* START Quoted passage *
Tonight I was trying to find a video for the kids to watch on the computer. I opened up my browser and from the across the room my four year old yelled “Hey, that’s google!”
Now we are an admittedly techy household with gadgets galore, but we have not put any effort into explaining the world of search engines to our children. I had *no* idea where she could have learned about google.
So I asked.
And she told me.
She learned about google at school. She uses the computer there. She can turn it on and type and type and type. Sometimes there is a piano game. One time she found a picture of Peppa Pig using google.
Nomad Papa and I sat there in a stunned silence. At that moment, we realised that we had absolutely no idea what our child was doing between 8:45am and 3:45pm. Those were effectively the lost hours of her life.
It truly struck home to us what it means to be working parents. We drop her off at before-school care and pick her up from after-school care and have no interaction with the people involved in the school time. Sure, we check her backpack and ooh and aah over the drawings she brings home. We read school announcements and fill out forms. But there ends our connection with her school experience.
* END Quoted passage *
* START Dataset rows *
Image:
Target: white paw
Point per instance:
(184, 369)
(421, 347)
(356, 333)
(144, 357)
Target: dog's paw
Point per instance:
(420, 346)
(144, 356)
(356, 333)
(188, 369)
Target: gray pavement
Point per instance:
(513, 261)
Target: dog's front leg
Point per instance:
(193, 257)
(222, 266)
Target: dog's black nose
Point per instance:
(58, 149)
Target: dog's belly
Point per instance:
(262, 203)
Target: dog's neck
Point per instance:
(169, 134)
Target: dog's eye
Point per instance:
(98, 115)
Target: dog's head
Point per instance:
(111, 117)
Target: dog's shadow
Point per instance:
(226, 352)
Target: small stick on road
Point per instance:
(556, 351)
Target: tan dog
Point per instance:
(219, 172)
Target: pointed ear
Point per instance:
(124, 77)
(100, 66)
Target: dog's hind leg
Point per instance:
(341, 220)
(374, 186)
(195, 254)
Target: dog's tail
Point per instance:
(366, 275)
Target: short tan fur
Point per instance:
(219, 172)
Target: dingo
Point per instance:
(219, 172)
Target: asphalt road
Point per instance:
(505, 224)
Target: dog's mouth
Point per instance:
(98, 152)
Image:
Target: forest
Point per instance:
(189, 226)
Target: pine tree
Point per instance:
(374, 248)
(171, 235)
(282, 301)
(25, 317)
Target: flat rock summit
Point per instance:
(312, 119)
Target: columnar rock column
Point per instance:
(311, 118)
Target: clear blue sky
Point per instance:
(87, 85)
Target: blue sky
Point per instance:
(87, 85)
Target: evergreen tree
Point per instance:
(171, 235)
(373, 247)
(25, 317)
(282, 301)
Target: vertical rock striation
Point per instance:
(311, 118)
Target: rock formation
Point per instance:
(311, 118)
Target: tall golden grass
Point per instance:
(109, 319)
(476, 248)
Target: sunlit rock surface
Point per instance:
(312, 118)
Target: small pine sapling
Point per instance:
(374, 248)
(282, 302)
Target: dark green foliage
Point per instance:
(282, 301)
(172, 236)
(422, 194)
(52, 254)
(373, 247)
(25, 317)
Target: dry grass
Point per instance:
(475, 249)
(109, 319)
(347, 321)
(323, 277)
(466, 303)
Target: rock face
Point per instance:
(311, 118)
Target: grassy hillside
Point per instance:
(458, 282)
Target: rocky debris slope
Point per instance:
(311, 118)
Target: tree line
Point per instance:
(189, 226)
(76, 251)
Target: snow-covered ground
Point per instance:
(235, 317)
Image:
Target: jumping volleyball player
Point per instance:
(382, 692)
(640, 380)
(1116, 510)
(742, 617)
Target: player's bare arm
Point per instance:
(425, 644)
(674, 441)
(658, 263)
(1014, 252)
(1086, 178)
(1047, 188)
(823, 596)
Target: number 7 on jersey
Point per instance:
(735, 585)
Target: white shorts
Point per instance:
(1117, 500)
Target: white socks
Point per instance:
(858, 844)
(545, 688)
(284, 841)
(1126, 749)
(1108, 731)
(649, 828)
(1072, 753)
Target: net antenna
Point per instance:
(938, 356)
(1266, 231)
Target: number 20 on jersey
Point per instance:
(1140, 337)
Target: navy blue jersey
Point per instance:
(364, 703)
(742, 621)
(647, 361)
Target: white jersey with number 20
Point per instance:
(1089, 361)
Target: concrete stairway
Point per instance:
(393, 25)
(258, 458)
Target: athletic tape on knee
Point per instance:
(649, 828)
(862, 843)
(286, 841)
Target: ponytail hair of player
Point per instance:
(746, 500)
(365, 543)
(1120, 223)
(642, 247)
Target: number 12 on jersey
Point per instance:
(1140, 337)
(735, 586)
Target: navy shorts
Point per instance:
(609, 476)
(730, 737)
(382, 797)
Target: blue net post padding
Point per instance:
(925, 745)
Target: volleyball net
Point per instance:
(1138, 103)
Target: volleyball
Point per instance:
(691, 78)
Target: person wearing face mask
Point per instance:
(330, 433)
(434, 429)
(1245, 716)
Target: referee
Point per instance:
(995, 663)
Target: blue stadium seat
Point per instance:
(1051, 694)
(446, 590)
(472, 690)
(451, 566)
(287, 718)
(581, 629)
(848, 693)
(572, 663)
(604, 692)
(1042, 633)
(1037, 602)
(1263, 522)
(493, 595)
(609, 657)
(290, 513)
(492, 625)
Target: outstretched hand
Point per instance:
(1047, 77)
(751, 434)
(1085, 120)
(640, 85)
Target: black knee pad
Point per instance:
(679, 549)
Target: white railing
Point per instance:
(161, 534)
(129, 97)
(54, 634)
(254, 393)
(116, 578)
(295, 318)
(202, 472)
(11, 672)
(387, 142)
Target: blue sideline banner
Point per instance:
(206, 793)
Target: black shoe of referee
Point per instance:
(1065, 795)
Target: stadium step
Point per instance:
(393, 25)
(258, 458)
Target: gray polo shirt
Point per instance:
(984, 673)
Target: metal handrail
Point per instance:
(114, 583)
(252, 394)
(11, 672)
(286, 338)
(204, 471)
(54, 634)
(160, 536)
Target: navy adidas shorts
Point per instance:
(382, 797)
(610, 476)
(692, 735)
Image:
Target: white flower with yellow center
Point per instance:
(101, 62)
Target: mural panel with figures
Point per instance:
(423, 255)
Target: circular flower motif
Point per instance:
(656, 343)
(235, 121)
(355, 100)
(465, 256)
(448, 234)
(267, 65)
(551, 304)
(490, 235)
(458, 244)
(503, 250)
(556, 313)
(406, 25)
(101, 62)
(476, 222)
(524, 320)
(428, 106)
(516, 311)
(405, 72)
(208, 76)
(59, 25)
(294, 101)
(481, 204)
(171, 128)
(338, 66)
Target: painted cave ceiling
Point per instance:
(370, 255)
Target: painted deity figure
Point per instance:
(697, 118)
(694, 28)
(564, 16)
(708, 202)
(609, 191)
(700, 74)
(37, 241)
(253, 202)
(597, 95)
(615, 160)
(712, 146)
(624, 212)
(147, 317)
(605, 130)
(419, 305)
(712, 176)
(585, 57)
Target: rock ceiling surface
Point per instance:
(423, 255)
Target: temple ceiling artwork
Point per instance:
* END Dataset rows *
**Request 1**:
Answer these from the post about a child learning of google at school:
(a) What did the four-year-old yell from across the room?
(b) What picture did she once find using google?
(c) Between which hours did the parents realize they had no idea what their child was doing?
**Request 2**:
Decide whether each statement agrees with the post about a child learning of google at school. Give yes or no and quote the deciding words.
(a) The parents had made an effort to explain search engines to their children.
(b) The child's school computer sometimes has a piano game.
(c) The parents interact with the people involved in the school time.
**Request 3**: Extend the post about a child learning of google at school beyond its final sentence.

**Task result 1**:
(a) “Hey, that’s google!”
(b) A picture of Peppa Pig.
(c) Between 8:45am and 3:45pm.

**Task result 2**:
(a) No: “we have not put any effort into explaining the world of search engines to our children.”
(b) Yes: “Sometimes there is a piano game.”
(c) No: “have no interaction with the people involved in the school time.”

**Task result 3**:
I want to keep reminding myself that she is four. She isn’t learning to read or really write yet. She doesn’t have homework or tests. She is just there to play, right? Wrong.
She is four and and in her first month at school she has learned to write her name. She writes an M for mommy and a P for papa (and not, I should note, a D for daddy…so she is obviously paying attention). She is becoming computer literate, learning new songs and games every day. Heck, she has even learned about peer pressure. She is growing up before my very eyes and I am too blind to even see it.
I understand now. I understand how those parents can’t see that their child is a bully, or being bullied or excelling or failing. They ask and I ask, but we are not asking the right questions. We are letting our preconceived notions dictate the flow of the conversation and we are missing out on so, so much.
I have no idea how I am going to fix it, but I will find a way to reconstruct the lost hours. I will find a way to ask the right questions, to catch up with the teachers and learn more about what is taking place each day. I have such a long way to go – to get from “I played in the sandbox with Alina” to “I can search for Peppa Pig on google”. But I’ll get there. Someday. Will you?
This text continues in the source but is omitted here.